Goals:
(a) Check each statement against the photometric redshift notebook and answer yes or no, quoting the deciding words: (i) the notebook uses six photometric bands to predict photometric redshifts; (ii) it accompanies Chapter 5 of the book; (iii) it is released under the MIT license.
(b) List every photometric band named in the photometric redshift notebook.

In this notebook, we calculate the feature importance for a few tree-based ensemble methods, for the problem of predicting photometric redshifts from six photometric bands (u, g, r, i, z, y).

It accompanies Chapter 6 of the book.

Author: Viviana Acquaviva

License: TBD

In [None]:
import numpy as np
import pandas as pd
import matplotlib
import matplotlib.pyplot as plt

%matplotlib inline
pd.set_option('display.max_columns', 100)
pd.set_option('display.max_rows', 100)
pd.set_option('display.max_colwidth', 100)


font = {'size'   : 16}
matplotlib.rc('font', **font)
matplotlib.rc('xtick', labelsize=14) 
matplotlib.rc('ytick', labelsize=14) 
#matplotlib.rcParams.update({'figure.autolayout': True})

(Dataset rows)
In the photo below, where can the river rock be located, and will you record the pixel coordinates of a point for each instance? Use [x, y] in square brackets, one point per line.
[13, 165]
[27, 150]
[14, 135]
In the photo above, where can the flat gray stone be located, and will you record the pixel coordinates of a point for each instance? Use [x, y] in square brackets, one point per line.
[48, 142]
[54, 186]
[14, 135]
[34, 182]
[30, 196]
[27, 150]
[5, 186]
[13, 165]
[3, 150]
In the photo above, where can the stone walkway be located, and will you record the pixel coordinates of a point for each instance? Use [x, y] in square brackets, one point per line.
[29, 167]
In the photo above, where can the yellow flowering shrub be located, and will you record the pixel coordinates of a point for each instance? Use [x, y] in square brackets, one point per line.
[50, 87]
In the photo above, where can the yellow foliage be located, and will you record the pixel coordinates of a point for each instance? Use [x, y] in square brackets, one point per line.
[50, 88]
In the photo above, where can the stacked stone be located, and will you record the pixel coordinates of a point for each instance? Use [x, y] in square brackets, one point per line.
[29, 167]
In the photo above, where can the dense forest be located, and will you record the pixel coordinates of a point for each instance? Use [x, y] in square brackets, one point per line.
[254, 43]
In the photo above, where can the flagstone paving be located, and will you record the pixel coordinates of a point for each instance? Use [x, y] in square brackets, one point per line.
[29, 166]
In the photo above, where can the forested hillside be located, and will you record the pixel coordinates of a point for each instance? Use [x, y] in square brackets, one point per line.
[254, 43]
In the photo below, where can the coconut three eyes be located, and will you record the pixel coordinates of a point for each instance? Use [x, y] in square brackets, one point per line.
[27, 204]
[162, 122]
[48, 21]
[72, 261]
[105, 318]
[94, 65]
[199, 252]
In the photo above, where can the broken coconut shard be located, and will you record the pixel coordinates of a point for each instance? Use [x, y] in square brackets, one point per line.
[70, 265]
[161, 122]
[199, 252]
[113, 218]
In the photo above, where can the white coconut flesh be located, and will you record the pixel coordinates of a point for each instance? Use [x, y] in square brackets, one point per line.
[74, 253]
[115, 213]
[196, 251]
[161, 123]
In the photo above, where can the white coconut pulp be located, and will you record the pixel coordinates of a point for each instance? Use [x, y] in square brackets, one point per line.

Answers to the tasks:
(a) (i) Yes: "predicting photometric redshifts from six photometric bands (u, g, r, i, z, y)". (ii) No: "It accompanies Chapter 6 of the book." (iii) No: "License: TBD".

(b) u, g, r, i, z, y